• DOCUMENT SECTION:
|---|
Monday, June 19, 2017

The Metaphorical Birds Following Army Ants #Science


A Ruddy woodcreeper, a bivouac-checking species. Credit: Sean O'Donnell/Drexel University


Army ants scare up a lot of food when they're on the move, which makes following them valuable for predator birds. But instead of competing and chasing each other off from the ant "raids," as scientists had thought, birds actually give each other a heads up when the ants are marching, according to a new Drexel University study.

Phys.org:  Birds of all feathers work together to hunt when army ants march

Rather than the competitive approach we expect from wild creatures, they cooperate for the common goodness.  Bounce that metaphor off the wall all you like.


They have some clever moves.

In watching for the raids and the flocks that "attend" them, a key to avian cooperation may be what are termed "bivouac-checking" birds. These are birds that perch near the sites where army ants make their nests (bivouacs) and watch to see where and when the ants move. Birds that fall into that category include the ocellated antbird and the blue-diademed motmot.

The prevailing thought has been that these specialized birds liked to keep the ant colonies they watched to themselves, not allowing other species to horn in on their finds.

But a frequent high diversity of species in flocks following the ant columns showed O'Donnell that birds that didn't specialize in tracking army ants (like the migrant species Kentucky warbler) were allowed to join and hunt.

So when bivouac-checking birds see the movement of the columns and take off, other birds take the cue. They either know birds like the ocellated antbird follow ant columns or recognize vocalizations the specialized birds make when chasing the colonies.

"Birds may use each other as a way of finding army ant raids, which are very hard to locate in the forest because they are widely spaced and the ants are mobile," O'Donnell said. "Observations suggest some birds are attracted to other birds at raids, and birds may even follow each other when moving among raids of different ant colonies."

- PO

The cooperation isn't at the level of a Roman legion but it's most impressive from a flock of birds.


If we go too far with the metaphor then we wind up anthropomorphizing the birds but they don't organize horse races or play golf so we're quite sure their behavior is only distantly related to anything we manifest.  Nevertheless, the lesson isn't too bad.  There's a Golden Ant Rush taking place and rather than fighting over it the birds cooperate.  Most impressive.


It's not all peaches on the ant trail.

O'Donnell noticed some pairs of species were almost never found in flocks together despite, independently, being ant-chasers. That indicated that these bird species might chase each other off as competition, or just avoid each other entirely. Pairs that seemed to be unable to be around each other included the blue-throated toucanet and the brown jay, as well as the wood thrush and the white-eared ground sparrow.
|---|
• INFORMATION SHOWN:

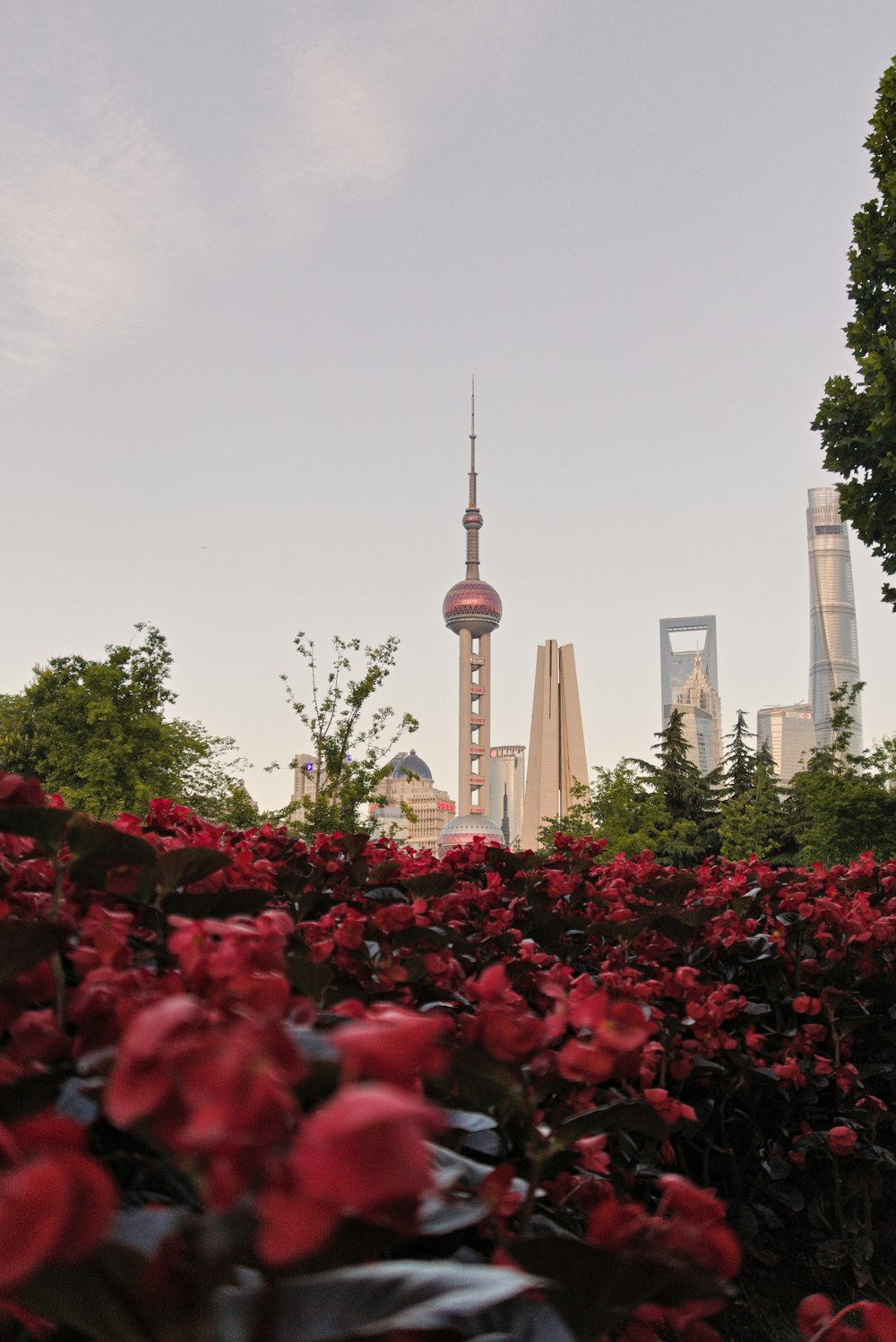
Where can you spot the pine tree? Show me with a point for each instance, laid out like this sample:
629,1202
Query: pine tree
739,760
856,417
685,807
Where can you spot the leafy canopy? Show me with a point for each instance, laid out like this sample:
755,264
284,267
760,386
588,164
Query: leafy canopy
96,730
857,417
348,745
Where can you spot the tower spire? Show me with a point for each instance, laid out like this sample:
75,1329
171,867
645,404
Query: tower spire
472,443
472,517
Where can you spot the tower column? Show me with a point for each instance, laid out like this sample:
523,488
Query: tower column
472,609
464,709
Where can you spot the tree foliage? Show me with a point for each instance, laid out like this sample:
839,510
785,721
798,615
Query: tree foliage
349,746
856,417
739,760
96,730
755,822
685,810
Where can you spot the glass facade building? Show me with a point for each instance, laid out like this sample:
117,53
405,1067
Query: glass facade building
833,641
690,679
788,733
506,791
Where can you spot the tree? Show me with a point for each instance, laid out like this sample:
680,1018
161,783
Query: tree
755,822
739,760
842,803
616,807
97,733
685,811
349,756
857,419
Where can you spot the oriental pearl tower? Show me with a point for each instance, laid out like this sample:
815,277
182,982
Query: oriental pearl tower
472,609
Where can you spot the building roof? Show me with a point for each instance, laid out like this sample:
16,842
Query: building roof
408,761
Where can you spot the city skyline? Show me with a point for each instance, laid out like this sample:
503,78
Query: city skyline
251,258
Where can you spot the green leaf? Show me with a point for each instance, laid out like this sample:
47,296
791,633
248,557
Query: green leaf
593,1288
181,867
626,1117
309,977
22,945
215,903
43,823
431,884
27,1097
78,1296
367,1301
96,847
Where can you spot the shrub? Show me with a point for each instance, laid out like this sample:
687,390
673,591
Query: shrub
342,1088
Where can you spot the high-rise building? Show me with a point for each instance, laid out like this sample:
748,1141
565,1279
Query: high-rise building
690,679
833,641
305,780
506,791
472,609
415,811
557,743
788,733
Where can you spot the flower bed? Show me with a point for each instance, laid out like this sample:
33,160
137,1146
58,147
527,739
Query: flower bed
256,1088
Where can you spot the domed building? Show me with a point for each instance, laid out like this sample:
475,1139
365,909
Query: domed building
472,611
409,791
464,830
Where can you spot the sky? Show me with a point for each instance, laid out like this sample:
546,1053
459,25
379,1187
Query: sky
251,255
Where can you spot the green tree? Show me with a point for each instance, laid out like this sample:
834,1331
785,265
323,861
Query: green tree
685,810
857,417
96,730
842,803
739,760
350,741
616,807
755,822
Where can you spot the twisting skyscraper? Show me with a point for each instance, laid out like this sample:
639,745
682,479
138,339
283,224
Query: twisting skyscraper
833,641
472,609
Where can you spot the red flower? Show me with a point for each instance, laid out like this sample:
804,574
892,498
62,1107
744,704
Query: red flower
359,1155
208,1085
593,1153
392,1045
510,1035
841,1140
56,1202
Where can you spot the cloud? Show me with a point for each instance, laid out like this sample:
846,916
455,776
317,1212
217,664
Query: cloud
357,89
96,219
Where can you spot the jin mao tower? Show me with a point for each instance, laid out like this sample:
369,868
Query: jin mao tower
472,611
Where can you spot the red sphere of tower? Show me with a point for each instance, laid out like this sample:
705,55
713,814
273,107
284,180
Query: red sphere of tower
472,604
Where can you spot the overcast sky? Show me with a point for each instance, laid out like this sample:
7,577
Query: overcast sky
251,254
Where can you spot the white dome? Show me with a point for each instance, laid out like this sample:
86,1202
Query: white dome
463,830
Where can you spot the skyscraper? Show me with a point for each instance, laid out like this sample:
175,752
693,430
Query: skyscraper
557,743
788,733
690,679
833,641
472,609
506,791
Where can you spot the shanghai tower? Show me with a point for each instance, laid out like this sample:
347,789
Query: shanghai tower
833,643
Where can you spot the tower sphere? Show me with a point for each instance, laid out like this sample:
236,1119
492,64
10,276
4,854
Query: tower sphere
474,606
464,830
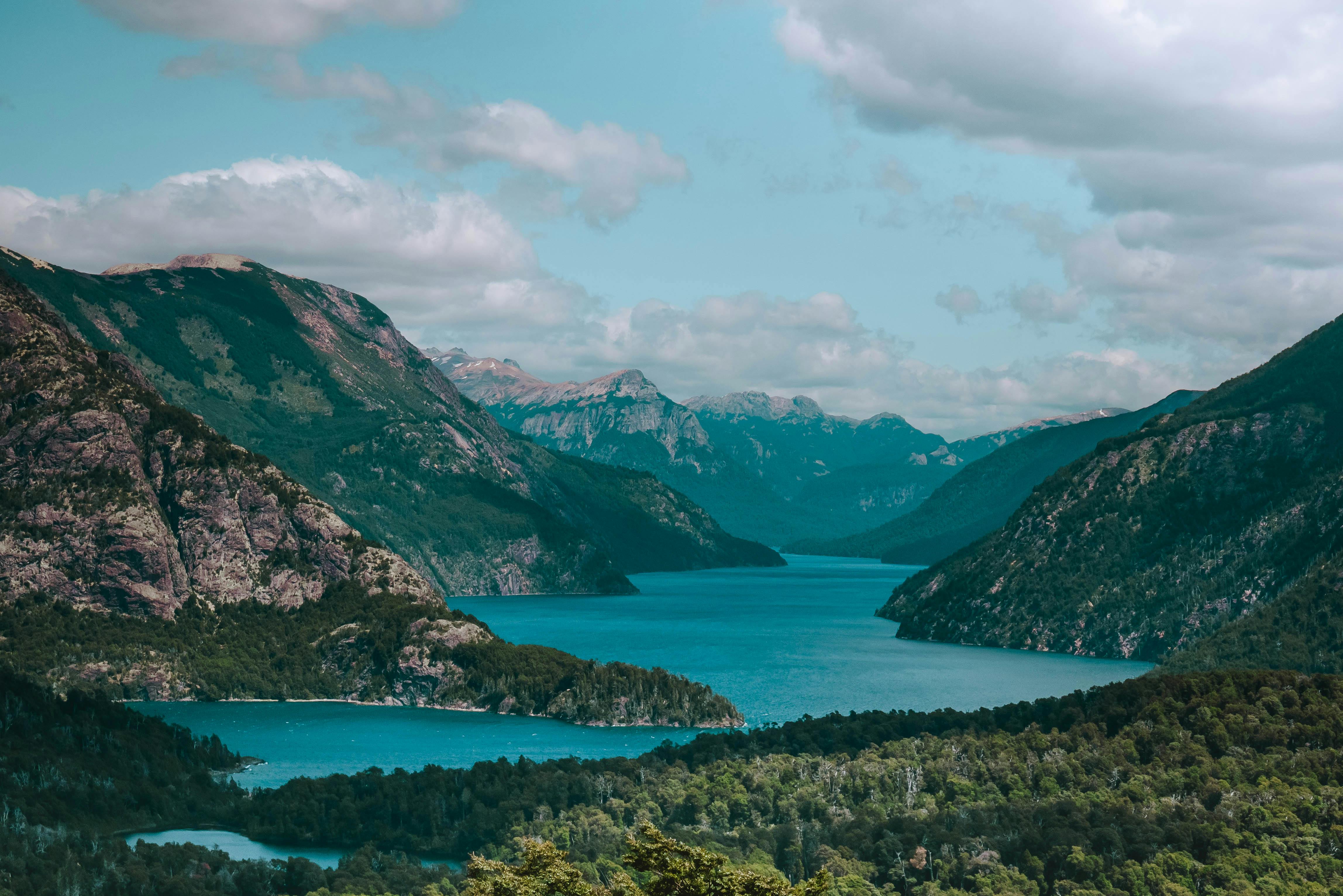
|---|
Extend the post on birds following army ants, picking up right after its last paragraph.

"These antagonistic pairs were often species of very similar body size or feeding behavior," O'Donnell explained. "Perhaps these species do compete very strongly at army ant raids."
All in all, finding that birds largely work together to forage at army ant raids seems to demonstrate that cooperation is a better survival strategy than trying to keep food from the raids for their own species.

- PO


Ethology or study of animal behavior can be as much of a fascination and a passion in life as any of the unusual things people do and the watchers don't have the answer but they try to deduce one by continuing to observe.

"Having other birds around may be an advantage because there are more eyes and ears to detect predators," O'Donnell said. "If the raid is hard to monopolize, and food is very abundant there, then the costs of allowing other birds to attend may be low, further favoring positive species interactions."

- PO


Professor Ponderous has a few words on the matter.

The behavior of the birds is likely dictated by some particular gene sequence within the genome for that species of bird.  There's a tremendous level of genomics research into that aspect of life insofar as they want to map all the gene sequences for form and function, etc and that's a colossal job even when confined to a single species.

When you consider the larger conception of a genome in terms of every genome which ever existed, we move to the level at which there can be cross-comparisons for the existence of any given gene sequence within any known genome.  Moreover, the linkage through the evolutionary ladder will give some of the deepest insights into evolution yet.

How far research of that wider nature has progressed is unknown to the Rockhouse but there's some of it in terms of comparing the genomes for H. sapiens to H. anything else to identify branches in human evolution.  How far that has gone toward mapping all of the primate genomes for cross-referencing is not known here but seems it will yield extraordinary things and it's inevitable.